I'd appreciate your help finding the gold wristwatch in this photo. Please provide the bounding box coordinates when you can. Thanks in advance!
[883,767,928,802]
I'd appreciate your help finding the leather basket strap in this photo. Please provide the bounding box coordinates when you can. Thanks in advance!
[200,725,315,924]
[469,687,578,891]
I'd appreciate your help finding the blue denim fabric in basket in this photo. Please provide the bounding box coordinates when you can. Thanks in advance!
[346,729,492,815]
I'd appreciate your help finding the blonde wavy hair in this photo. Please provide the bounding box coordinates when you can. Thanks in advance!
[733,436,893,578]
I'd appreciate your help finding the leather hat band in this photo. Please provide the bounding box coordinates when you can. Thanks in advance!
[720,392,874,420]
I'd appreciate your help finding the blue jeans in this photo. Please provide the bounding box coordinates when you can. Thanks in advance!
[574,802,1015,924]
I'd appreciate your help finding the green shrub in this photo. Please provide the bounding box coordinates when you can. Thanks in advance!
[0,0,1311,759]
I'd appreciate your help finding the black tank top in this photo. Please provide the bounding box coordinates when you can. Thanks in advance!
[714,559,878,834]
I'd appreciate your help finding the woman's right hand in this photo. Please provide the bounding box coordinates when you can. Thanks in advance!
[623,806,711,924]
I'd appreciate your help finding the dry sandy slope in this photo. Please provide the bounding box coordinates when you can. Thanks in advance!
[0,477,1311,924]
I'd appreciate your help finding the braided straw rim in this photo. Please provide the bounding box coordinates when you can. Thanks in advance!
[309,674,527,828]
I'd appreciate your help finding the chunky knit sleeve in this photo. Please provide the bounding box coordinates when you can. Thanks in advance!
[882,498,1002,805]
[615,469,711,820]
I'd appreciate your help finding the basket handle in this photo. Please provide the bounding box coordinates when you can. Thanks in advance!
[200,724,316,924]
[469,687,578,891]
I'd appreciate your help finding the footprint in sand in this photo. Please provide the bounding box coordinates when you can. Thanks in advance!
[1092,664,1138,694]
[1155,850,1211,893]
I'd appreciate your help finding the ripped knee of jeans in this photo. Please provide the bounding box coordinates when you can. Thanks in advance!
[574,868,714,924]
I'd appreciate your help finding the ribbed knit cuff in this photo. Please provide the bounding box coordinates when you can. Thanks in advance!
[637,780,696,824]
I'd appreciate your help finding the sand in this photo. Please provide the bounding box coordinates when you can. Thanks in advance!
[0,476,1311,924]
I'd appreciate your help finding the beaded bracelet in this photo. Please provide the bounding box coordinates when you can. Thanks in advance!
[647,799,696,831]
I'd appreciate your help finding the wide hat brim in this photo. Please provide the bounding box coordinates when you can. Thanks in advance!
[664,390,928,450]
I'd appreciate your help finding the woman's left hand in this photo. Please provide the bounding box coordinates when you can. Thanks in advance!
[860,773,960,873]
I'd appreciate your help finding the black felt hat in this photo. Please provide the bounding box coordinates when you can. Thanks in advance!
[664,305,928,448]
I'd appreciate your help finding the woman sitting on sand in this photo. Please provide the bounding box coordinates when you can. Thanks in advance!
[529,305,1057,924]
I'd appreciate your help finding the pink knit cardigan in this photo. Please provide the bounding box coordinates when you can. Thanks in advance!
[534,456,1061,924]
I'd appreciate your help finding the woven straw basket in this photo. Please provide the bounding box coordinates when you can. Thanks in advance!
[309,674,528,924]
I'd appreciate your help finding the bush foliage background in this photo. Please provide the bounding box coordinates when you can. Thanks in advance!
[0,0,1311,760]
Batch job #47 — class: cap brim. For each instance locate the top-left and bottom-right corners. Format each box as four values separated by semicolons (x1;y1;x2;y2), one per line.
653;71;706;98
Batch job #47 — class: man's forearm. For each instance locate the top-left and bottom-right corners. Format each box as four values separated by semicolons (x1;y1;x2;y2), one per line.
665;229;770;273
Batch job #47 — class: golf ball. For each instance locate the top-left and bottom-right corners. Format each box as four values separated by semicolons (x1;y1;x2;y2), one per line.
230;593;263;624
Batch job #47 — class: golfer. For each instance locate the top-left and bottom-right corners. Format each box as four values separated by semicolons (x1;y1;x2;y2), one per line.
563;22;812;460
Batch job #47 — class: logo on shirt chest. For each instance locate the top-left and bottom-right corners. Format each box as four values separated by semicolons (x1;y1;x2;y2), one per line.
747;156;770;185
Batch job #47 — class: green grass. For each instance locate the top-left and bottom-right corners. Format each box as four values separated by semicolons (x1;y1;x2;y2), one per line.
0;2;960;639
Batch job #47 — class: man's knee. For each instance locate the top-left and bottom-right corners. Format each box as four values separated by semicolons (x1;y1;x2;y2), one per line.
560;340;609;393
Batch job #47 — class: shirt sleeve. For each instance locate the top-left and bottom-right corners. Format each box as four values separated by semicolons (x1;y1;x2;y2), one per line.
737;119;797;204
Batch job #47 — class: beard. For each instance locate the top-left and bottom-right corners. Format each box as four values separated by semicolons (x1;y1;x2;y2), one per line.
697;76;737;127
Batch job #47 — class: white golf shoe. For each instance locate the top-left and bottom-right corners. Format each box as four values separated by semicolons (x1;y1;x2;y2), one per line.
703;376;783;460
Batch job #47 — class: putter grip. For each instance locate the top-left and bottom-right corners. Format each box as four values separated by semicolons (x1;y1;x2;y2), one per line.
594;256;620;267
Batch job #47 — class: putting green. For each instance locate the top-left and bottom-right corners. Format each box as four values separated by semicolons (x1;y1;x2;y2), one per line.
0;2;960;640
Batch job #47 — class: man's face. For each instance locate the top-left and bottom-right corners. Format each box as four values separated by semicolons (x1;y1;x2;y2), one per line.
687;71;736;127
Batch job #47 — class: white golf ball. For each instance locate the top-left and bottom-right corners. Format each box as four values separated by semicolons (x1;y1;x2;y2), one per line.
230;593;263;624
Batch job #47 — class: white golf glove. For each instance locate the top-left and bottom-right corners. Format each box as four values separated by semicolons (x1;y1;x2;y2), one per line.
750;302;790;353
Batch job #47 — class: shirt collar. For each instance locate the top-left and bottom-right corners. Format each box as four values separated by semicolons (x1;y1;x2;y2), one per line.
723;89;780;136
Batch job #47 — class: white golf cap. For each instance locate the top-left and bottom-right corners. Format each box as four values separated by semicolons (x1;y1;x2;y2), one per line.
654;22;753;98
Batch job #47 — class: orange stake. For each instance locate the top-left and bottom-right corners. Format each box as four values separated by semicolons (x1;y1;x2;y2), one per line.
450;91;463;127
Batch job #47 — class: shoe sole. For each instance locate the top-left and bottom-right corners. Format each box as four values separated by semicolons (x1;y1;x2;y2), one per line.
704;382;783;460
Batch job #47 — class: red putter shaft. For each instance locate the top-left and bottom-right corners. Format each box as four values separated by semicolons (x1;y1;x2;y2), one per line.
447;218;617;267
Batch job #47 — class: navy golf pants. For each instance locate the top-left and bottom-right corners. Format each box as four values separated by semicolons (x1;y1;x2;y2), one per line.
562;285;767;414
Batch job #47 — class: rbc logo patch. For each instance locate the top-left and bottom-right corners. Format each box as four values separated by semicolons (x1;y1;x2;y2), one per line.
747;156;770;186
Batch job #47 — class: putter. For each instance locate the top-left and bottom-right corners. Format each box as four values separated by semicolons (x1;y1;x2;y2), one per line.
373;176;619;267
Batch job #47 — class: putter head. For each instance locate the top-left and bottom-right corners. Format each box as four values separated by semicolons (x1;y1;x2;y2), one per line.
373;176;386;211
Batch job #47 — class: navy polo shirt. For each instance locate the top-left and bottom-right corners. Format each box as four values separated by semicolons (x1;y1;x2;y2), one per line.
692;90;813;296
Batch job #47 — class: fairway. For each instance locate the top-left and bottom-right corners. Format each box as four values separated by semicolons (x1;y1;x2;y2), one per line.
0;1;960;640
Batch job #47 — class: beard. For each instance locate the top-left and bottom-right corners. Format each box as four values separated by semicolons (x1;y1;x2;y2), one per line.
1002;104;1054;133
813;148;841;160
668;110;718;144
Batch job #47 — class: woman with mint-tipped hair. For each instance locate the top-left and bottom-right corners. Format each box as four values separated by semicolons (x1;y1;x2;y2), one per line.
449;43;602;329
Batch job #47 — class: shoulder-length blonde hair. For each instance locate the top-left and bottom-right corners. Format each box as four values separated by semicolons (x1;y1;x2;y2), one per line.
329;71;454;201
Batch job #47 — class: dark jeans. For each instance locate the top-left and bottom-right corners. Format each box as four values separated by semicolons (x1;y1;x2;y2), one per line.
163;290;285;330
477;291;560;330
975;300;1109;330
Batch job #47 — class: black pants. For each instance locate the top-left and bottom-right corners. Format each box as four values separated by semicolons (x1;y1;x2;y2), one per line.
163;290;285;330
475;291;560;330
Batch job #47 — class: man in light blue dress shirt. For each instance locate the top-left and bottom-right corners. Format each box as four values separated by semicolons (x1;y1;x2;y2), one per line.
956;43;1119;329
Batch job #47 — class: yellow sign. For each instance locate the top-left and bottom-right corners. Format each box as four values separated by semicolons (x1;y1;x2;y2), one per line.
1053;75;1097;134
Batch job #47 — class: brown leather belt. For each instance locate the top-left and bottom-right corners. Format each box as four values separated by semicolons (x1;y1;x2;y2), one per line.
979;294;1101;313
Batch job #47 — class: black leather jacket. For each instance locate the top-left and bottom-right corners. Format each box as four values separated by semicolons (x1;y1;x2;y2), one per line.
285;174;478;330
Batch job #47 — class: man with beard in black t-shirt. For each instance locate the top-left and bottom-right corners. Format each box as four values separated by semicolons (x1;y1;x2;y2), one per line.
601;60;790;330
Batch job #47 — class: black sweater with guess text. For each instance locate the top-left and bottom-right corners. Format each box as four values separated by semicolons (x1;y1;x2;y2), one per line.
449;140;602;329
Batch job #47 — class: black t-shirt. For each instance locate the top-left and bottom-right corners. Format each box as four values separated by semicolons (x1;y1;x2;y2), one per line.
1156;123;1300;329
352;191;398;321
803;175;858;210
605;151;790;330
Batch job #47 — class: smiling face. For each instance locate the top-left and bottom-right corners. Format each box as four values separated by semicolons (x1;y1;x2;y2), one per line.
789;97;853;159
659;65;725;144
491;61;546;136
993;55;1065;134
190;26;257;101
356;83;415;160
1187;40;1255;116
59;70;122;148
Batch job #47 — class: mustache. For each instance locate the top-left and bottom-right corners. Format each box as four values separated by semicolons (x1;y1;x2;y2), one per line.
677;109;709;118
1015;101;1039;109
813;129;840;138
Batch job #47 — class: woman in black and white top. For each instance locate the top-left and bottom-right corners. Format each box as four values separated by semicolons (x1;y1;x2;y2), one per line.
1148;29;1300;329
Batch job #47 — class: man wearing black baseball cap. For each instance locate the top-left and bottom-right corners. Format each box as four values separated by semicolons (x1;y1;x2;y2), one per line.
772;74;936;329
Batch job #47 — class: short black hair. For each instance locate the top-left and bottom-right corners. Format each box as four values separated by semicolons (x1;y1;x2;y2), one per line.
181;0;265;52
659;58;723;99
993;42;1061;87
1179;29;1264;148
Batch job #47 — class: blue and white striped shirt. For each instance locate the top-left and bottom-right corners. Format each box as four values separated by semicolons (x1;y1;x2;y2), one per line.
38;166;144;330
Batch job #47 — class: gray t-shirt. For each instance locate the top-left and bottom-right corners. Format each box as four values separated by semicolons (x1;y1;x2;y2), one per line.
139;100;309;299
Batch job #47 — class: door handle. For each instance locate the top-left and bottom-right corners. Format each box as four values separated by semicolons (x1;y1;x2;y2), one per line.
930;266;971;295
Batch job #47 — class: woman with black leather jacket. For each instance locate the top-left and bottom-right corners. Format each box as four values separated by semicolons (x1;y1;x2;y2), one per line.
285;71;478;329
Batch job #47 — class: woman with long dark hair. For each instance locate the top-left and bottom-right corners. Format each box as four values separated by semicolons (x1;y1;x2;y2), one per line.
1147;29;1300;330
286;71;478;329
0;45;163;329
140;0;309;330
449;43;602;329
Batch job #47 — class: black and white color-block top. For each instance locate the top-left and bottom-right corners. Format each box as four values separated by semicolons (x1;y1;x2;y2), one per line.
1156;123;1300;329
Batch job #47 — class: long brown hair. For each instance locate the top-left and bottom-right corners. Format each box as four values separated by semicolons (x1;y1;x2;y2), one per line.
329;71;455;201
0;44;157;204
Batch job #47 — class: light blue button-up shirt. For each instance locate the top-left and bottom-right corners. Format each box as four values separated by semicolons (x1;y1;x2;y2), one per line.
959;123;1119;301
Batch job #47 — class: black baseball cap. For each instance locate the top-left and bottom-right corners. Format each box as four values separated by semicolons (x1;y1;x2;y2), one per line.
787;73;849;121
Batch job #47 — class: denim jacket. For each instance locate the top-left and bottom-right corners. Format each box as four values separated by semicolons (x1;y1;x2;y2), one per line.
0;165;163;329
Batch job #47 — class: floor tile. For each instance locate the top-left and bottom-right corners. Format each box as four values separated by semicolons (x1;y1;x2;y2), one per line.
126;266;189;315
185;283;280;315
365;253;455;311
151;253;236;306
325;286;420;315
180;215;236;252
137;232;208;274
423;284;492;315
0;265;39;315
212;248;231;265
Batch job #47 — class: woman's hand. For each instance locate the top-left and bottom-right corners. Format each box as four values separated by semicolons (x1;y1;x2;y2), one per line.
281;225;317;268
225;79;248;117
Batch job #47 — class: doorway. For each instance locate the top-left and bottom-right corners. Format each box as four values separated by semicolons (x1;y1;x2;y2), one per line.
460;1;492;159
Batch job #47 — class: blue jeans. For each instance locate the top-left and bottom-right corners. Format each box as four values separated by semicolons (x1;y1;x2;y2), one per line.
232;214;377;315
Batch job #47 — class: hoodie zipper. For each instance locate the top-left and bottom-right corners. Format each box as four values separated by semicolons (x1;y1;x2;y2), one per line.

**GIVEN TASK:**
Can you reproduce the stretch of the data from the line containing "Batch job #47 — class: rbc" through the line containing "747;156;770;186", both lines included, with the request line left unchanged and each bounding-box coordinate increased by 30? Give only those lines.

**EXERCISE RESPONSE:**
Batch job #47 — class: rbc logo patch. For each instance locate the top-left and bottom-right corners. Format each box as four values separated by semicolons (x1;y1;x2;y2), one per line.
777;186;800;216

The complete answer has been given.